### Given instruction 1:
Summarize the article on financial advice-giving in two sentences.

### Quoted passage:
——————————

If so, please take a brief quiz
consisting of one question.
Quiz: Suppose that one
of your clients, a grandmother, tells you the following: “I would like to help
my grandchild by making small annual contributions toward her college fund.
She’s 14 years old and I’m thinking about putting a little money aside for her
benefit in the 529 Plan of our state. I know that a 529 Plan is a good way to
save for college with tax advantages but I’m concerned about one thing. Her
parents are struggling financially. She’s a brilliant girl and probably will be
admitted to a good college, but she will need financial aid. I would rather not
jeopardize her ability to qualify for financial aid.”
Here is the one-question quiz,
asked by this hypothetical client:
“What specific advice can
you offer on this matter?”
Please take as long as you wish
to answer, and I’ll tell you the answer at the end of the article. If your
answer is accurate, you are a rare advice-giver…perhaps 1 in 100. This article
is designed to help you answer many such questions that solicit your advice.
Some Facts about
Advice-Giving
You probably have learned most
of what you know about giving advice by “the seat of your pants.” You didn’t
study advice-giving in college and haven’t attended many seminars sponsored by
“advice gurus.” Some advisors switched from financial transactions to advice in
mid-career, and old transaction-oriented habits are hard to break.
In my experience, many
financial professionals try to give their clients “good advice” without
intuitively understanding what the terms means—as many doctors, lawyers, CPAs
and psychiatrists seem to do. In this column, I’ll offer a checklist of five
specific mistakes that financial advice-givers commonly make. I’ll use 529 Plans
as an example because: 1) it’s an area in which many clients are asking for
advice; and 2) lately, I’ve heard so much bad advice about this subject.
529 Plans have always been a
dilemma for advice-professionals because most clients can, and probably should,
participate directly through the plans of their home states. It’s a good thing
for parents and grandparents to set money aside each year for a kid’s college,
with tax advantages, but doing this in a home-state 529 Plan usually doesn’t
help financial advisors earn a living. It looks easy for professionals to offer
advice on 529 Plans but isn’t—because complex rules vary from state to state and
change often.
Mistake #1: Giving Advice
Too Soon
When you take the time to
research and contemplate your advice, it is almost always worth more than ideas
cast off “the top of your head.” So, avoid the temptation to offer advice as
soon as clients ask for it. A call back the next day, saying you checked facts
and consulted with others, demonstrates responsive service. Also, it often pays
to “sleep on advice” before delivering it.
Never offer advice in the first
meeting with a prospect. The purpose of a first meeting is to convince prospects
that you are the best advisor for them. Your advice means nothing and has no
value until you are hired and fully understand the client’s needs. It’s okay to
help prospects and referrals by passing along factual information, but make sure
they understand that your role in these situations is service-oriented, not
advisory.
The problem with some advisors
is that they have grown too focused on cost-efficiency and process uniformity.

——————————

### Given instruction 2:
How many lines of the records contain the string "background"? Give only the number.

### Material for this exercise:
——————————

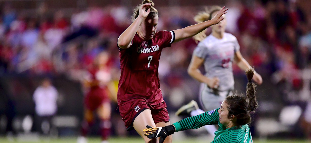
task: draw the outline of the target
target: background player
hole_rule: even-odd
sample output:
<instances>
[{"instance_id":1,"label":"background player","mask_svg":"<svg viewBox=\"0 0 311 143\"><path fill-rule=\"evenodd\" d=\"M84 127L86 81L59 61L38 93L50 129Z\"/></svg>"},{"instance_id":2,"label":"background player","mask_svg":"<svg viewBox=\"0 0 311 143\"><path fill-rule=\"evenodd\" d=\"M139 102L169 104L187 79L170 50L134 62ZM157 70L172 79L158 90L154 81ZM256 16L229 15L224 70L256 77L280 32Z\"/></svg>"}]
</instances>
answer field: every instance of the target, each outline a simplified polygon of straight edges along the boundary
<instances>
[{"instance_id":1,"label":"background player","mask_svg":"<svg viewBox=\"0 0 311 143\"><path fill-rule=\"evenodd\" d=\"M209 10L202 12L194 17L200 23L215 17L221 7L213 6ZM205 111L216 109L227 97L232 94L234 80L232 73L232 62L234 61L241 69L246 71L251 67L240 52L237 39L232 34L225 32L227 22L225 17L217 24L211 26L211 33L207 36L205 30L194 37L200 41L193 51L188 73L194 79L201 82L201 101ZM206 73L203 75L199 68L204 64ZM258 84L262 82L261 76L254 71L253 79ZM194 101L180 108L177 115L189 114L197 115L204 111L198 109ZM213 126L206 126L210 133L213 134L217 130Z\"/></svg>"},{"instance_id":2,"label":"background player","mask_svg":"<svg viewBox=\"0 0 311 143\"><path fill-rule=\"evenodd\" d=\"M224 7L211 20L174 31L156 33L157 10L151 0L144 0L134 10L133 23L120 35L121 76L118 88L119 110L125 126L133 128L146 142L156 142L143 136L146 125L170 124L166 103L160 89L158 69L162 49L174 42L191 37L223 18ZM166 142L171 142L171 136Z\"/></svg>"},{"instance_id":3,"label":"background player","mask_svg":"<svg viewBox=\"0 0 311 143\"><path fill-rule=\"evenodd\" d=\"M252 121L250 113L256 109L258 104L255 96L256 85L251 81L254 72L253 68L246 72L248 83L246 96L243 94L228 96L220 108L184 119L172 125L154 128L147 126L147 128L144 130L144 135L148 138L165 139L174 132L197 129L206 125L218 125L219 128L215 132L211 142L253 143L248 124Z\"/></svg>"},{"instance_id":4,"label":"background player","mask_svg":"<svg viewBox=\"0 0 311 143\"><path fill-rule=\"evenodd\" d=\"M108 143L111 123L110 121L111 107L108 94L111 76L106 64L109 56L106 52L99 54L95 63L88 70L84 78L85 86L89 91L84 99L84 120L82 123L81 136L78 143L87 142L86 136L90 126L93 124L94 112L100 121L100 123L102 143Z\"/></svg>"}]
</instances>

——————————

### Exercise answer 1:
The article opens with a one-question quiz in which a hypothetical client, a grandmother, asks what advice is available for contributing to her 14-year-old grandchild's college fund in a 529 Plan without jeopardizing the grandchild's ability to qualify for financial aid. It then offers a checklist of five mistakes financial advice-givers commonly make, using 529 Plans as the example, and describes the first mistake as giving advice too soon, which includes offering advice in a first meeting with a prospect.

### Exercise answer 2:
3